Stored data entries
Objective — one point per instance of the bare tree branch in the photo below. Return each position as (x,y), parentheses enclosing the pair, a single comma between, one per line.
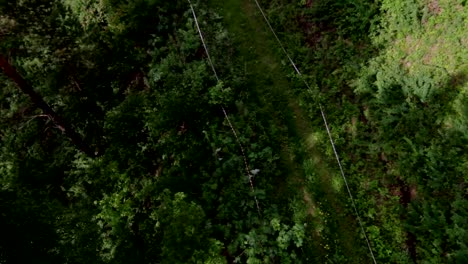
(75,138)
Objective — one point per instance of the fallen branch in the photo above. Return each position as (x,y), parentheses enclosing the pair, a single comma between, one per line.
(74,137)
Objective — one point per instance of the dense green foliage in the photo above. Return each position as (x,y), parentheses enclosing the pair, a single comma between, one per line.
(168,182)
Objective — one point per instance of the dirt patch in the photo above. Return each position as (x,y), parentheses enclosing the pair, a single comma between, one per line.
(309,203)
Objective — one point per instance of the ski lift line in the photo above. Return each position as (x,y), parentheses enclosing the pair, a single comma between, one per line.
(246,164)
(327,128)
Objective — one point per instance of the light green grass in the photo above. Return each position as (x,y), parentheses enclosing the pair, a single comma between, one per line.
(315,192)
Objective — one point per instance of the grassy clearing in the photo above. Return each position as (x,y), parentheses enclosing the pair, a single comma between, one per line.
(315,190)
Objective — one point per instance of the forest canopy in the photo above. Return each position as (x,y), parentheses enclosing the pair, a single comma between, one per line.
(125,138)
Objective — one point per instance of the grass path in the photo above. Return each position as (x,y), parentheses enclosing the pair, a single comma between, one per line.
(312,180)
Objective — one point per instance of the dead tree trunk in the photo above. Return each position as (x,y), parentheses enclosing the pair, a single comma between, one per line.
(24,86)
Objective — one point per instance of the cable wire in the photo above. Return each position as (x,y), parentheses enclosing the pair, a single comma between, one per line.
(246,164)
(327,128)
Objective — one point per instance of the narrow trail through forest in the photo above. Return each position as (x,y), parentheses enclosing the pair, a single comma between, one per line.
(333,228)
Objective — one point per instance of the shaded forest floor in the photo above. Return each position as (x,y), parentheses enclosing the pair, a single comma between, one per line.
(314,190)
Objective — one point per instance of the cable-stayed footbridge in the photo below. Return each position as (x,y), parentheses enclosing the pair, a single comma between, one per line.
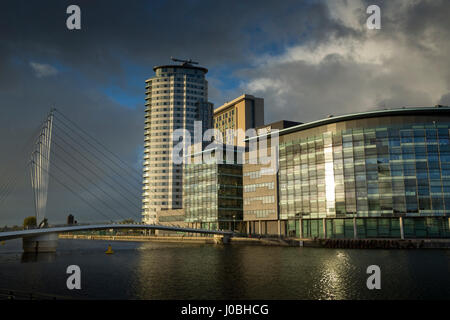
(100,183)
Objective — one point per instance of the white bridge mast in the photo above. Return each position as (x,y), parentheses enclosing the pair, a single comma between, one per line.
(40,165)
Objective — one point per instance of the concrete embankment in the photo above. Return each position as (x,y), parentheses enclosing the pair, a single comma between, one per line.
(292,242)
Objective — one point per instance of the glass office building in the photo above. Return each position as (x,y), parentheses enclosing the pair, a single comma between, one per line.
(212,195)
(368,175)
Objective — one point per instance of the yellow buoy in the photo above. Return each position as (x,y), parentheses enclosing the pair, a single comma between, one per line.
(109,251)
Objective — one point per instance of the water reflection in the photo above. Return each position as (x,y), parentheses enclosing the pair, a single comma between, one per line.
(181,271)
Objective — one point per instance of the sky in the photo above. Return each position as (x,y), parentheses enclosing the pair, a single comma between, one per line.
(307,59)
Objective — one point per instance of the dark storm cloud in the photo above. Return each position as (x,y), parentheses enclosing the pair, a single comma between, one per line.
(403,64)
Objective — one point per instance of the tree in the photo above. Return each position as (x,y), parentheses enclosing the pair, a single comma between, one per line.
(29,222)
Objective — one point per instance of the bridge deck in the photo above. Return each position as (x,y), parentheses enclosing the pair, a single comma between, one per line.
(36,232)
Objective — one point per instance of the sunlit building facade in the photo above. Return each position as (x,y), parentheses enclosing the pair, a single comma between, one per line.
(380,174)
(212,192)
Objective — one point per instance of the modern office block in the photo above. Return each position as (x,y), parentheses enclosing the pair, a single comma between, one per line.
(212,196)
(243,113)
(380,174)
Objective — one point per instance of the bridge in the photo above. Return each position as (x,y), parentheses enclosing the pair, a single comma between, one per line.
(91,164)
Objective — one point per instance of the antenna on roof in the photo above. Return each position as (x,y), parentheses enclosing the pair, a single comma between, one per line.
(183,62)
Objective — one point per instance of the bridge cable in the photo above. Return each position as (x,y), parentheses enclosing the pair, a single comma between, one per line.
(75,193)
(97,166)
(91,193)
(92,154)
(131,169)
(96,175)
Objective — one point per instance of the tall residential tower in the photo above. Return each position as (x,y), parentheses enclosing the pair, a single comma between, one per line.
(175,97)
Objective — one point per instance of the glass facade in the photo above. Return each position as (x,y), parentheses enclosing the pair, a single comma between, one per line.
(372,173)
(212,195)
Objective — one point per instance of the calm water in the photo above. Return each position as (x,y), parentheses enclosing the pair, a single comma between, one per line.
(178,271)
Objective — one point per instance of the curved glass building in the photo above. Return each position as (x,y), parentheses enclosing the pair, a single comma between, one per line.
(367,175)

PROBLEM DESCRIPTION:
The copy should match the records above exactly, except that pictures are dropped.

ANSWER SPACE:
Objective — one point per instance of the bare tree branch in the photo below. Return each position as (x,y), parentheses enclosing the pair, a single comma between, one per line.
(75,138)
Objective — one point per instance of the fallen branch in the photo above. Return each position as (x,y), parentheses enclosing the pair, a single comma between, one per line.
(74,137)
Objective — one point per instance of the dense green foliage in the photo above. Return each position as (x,y), parentheses enclosing the pair, a single comma between, one per line.
(168,182)
Objective — one point per instance of the dirt patch in the photo above. Return each position as (x,y), parentheses enclosing the pair, a single comma between, one per line.
(309,203)
Objective — one point per instance of the ski lift line in the photo above. Return each position as (x,y), parentheses enclosing the pair, a single comma between, one per line.
(246,164)
(327,128)
Objective — one point per instance of the light green grass in the photo above. Return each position as (x,y), parentheses enclosing the pair, a single comma between, one per line.
(315,192)
Objective — one point per instance of the grassy clearing in the photo above. Return each position as (x,y), parentheses enclosing the pair, a single comma between, one per line.
(315,190)
Objective — one point per instance of the forest canopy in the photo above. Return each position as (x,y), parentheses enclosing the pair, a single comma between, one per line.
(125,138)
Objective — one point per instance of the grass path in the photo above. Return each position as (x,y), parentheses enclosing the pair, a single comma between, one per line.
(312,180)
Objective — one point per instance of the dead tree trunk in the photo above. Return each position as (x,y), parentheses enclosing the pair, a single comma between, one per line.
(24,86)
Objective — one point per instance of the cable wire in the photo above. Return each position as (x,y), parentheses enclosing the pair, a single comma between, one per line.
(246,164)
(327,128)
Objective — one point per instance of the narrow trail through forest in the photo above. Return each position as (x,y), parentheses enclosing the pair, a single comma between, one per line.
(333,228)
Objective — one point per instance of the shaded forest floor in the photo above. Return each position as (x,y), parentheses enclosing the pair, a single comma between, one per line.
(314,190)
Objective — one point per instance of the cable-stayed footbridge in the photo below. Return each position as (x,y), parentheses enclosing the pair, a single comma between, one per line.
(100,183)
Objective — one point per instance of the white bridge mast in the photo above. Return each position as (x,y), parentheses enclosing the pair, a single comma between, one per line.
(40,165)
Objective — one point per instance of the concrete embankment in the photo above. Return each position as (x,y), parentheses enclosing the pair, a single comma between, one per line.
(292,242)
Objective — one point per instance of the glass office building in the photo above. Return each position as (x,y), parentheses enclosing the pair, a single comma between, one per line.
(212,195)
(368,175)
Objective — one point per instance of the yellow buoy in the photo above. Return each position as (x,y), parentheses enclosing the pair, a single comma between, one per line.
(109,251)
Objective — one point per instance of the water reflection in the photo above. Return each position as (x,y), parentheses enclosing the pair, a single comma between, one per line.
(181,271)
Objective — one point per instance of the sky in the photo above. Return each position as (x,y), parentheses enclosing the pair, a single comma between, one per line.
(307,59)
Objective — one point per instance of the dark storm cloud in the photo above. Return each position as (x,y), parentheses enclosing the pair, a single comma between, one per line.
(403,64)
Objective — one point per instance of the tree in the photo above. Return each position as (x,y), parentheses enclosing the pair, a single comma between, one per line.
(29,222)
Objective — one point per instance of the bridge deck in the photo above. Return each position as (x,y), parentheses enclosing the pair, a single comma between, one per line.
(36,232)
Objective — one point per instance of the sunlit building facade in the photo above. Return each position as (x,y), parentheses enclosing the pair, a single comma between, one per line.
(380,174)
(212,192)
Objective — one point per instance of the modern office block in the photo above. Return each position as (x,y), parentheses enclosing the pair, a single comma between, one per line.
(212,196)
(243,113)
(380,174)
Objective — one point per instance of the bridge in the photo above. Return each position as (x,y), parentheses enclosing the pair, a single comma between, one per line.
(91,164)
Objective — one point per instance of the antenna on roof in the photo above. Return each position as (x,y), parentheses enclosing the pair, a single comma between, one per line.
(183,62)
Objective — one point per instance of the bridge cable in the photo above. Return each position as (x,y), parentheses enclosing the pair, a single comma between, one per line.
(75,193)
(97,166)
(91,193)
(92,154)
(131,169)
(96,175)
Objective — one point per instance of the tall residential tower in the photo above. Return each position as (x,y), parentheses enclosing the pair, a single comma between, one per line.
(175,97)
Objective — one point per instance of the glass facade in the photo above. Return each position as (x,y), parentheses enclosing the pair, a single comma between, one per line.
(372,173)
(212,195)
Objective — one point per instance of the calm water in the photo above. Return each position as (x,y), parentheses enclosing the pair, a single comma between, one per line.
(178,271)
Objective — one point per instance of the curved glass building in the photo above. Return each position as (x,y), parentheses enclosing the pair, a single comma between, one per line.
(367,175)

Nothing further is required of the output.